Part of a data file:
______

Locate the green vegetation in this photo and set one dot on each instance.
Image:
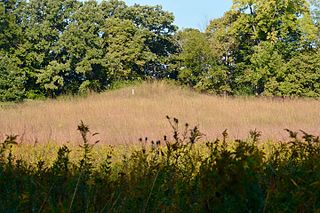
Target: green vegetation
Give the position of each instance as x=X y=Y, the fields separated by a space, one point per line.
x=180 y=175
x=54 y=47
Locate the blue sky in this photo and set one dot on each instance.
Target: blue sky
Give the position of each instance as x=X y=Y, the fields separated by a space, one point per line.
x=189 y=13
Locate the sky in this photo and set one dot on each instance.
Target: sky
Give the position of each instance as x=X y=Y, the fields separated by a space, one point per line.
x=190 y=13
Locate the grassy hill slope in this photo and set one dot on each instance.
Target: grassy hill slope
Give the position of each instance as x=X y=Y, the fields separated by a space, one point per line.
x=122 y=117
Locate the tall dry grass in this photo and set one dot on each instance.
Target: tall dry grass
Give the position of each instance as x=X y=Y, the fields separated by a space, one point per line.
x=122 y=118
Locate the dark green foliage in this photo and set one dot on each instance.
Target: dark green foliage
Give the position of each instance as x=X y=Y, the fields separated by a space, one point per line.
x=168 y=176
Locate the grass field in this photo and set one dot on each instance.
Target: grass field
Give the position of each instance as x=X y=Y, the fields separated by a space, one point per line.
x=121 y=117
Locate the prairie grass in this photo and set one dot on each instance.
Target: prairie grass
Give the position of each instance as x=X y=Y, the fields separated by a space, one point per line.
x=178 y=175
x=122 y=118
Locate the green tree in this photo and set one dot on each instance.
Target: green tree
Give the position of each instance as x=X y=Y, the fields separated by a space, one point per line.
x=301 y=76
x=12 y=78
x=10 y=30
x=198 y=66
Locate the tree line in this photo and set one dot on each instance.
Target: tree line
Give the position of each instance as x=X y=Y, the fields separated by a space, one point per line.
x=259 y=47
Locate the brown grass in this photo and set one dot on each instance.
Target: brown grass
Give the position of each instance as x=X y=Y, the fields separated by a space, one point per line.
x=122 y=118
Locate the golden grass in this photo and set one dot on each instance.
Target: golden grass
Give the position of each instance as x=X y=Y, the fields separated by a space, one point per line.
x=122 y=118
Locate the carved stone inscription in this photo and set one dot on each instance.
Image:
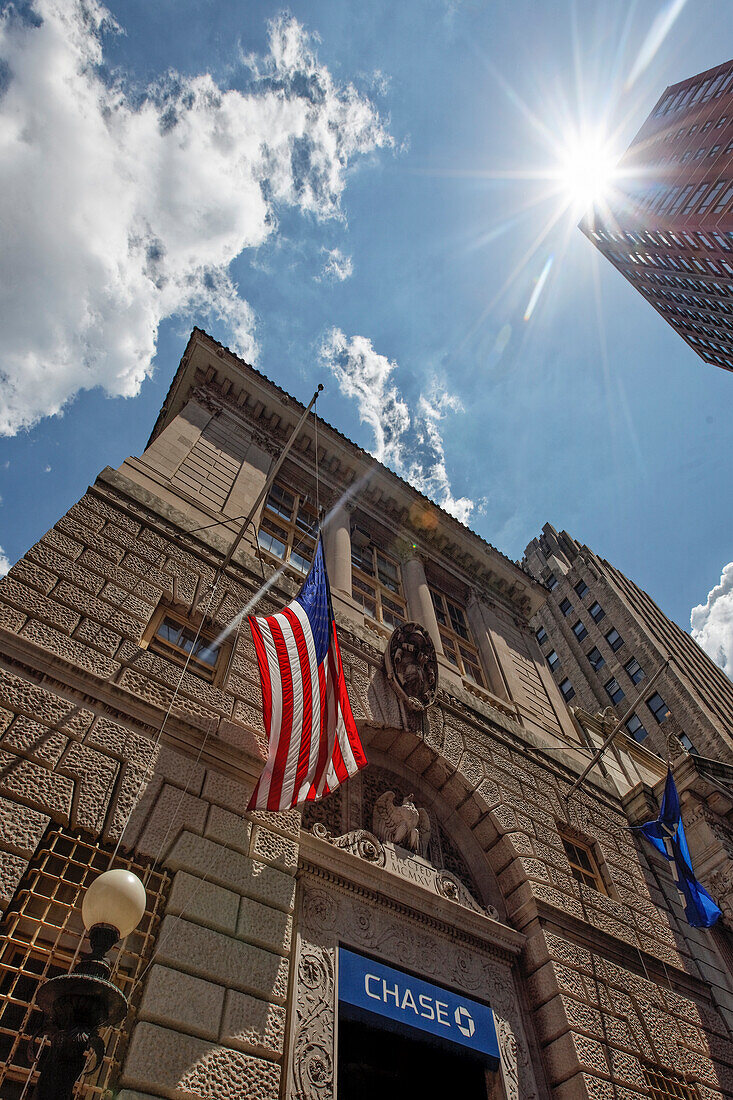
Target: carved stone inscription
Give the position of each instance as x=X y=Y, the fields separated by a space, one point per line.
x=328 y=916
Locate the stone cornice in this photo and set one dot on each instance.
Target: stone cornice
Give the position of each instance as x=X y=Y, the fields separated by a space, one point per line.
x=262 y=405
x=353 y=875
x=22 y=657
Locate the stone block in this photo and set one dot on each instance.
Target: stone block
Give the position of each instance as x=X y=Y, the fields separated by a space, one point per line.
x=11 y=618
x=41 y=607
x=219 y=958
x=26 y=697
x=21 y=827
x=251 y=1024
x=228 y=828
x=12 y=868
x=35 y=740
x=233 y=870
x=70 y=650
x=227 y=792
x=205 y=903
x=173 y=812
x=264 y=926
x=274 y=849
x=31 y=573
x=35 y=785
x=96 y=774
x=178 y=1067
x=242 y=738
x=286 y=822
x=183 y=1002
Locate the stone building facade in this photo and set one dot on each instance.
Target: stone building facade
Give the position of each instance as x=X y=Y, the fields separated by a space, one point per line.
x=128 y=739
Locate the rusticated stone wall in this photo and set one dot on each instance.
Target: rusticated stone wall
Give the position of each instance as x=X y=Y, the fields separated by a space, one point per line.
x=605 y=982
x=80 y=707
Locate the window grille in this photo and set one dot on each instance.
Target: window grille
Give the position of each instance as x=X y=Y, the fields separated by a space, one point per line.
x=376 y=582
x=664 y=1085
x=583 y=865
x=458 y=642
x=42 y=935
x=173 y=636
x=288 y=527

______

STATED EXERCISE:
Write out only the final block of lines, starting at the line with "Locate the stone cornice" and running to the end of the material.

WRITTEN SOLUTION:
Locate the stone cornice in this photo and set one dot on each instance.
Target: stone cornice
Give the position of each instance as x=X y=Y, the fields separated by a space, one point per line.
x=262 y=405
x=353 y=875
x=22 y=657
Locate the stone block in this photo and set one dot on each instance.
Target: stone block
Give the position of each instance as x=X y=Y, the fields separated by a space, one point per line.
x=11 y=618
x=41 y=607
x=219 y=958
x=26 y=697
x=21 y=827
x=251 y=1024
x=228 y=828
x=12 y=868
x=35 y=740
x=233 y=870
x=70 y=650
x=227 y=792
x=205 y=903
x=173 y=812
x=264 y=926
x=274 y=849
x=31 y=573
x=35 y=785
x=96 y=774
x=178 y=1067
x=242 y=738
x=286 y=822
x=183 y=1002
Locate the stone building facade in this photo and set one dot on each instance.
Target: stone building facade
Give the position of each instance as x=X y=Y, the fields separated by a space, one point per line.
x=128 y=739
Locate the rusticated stone wall in this photo and set one dot on each instance.
Target: rusticated stone wall
Give the position of each instance as x=X y=Y, the fields separated by a space, one point per line.
x=605 y=982
x=80 y=707
Locate the window grille in this photo and set one dot on each instance.
Target: window grille
Give the position of each instance as x=X y=Y, the fields separated by a space, one point per line.
x=376 y=582
x=664 y=1085
x=583 y=865
x=458 y=642
x=42 y=935
x=173 y=636
x=288 y=527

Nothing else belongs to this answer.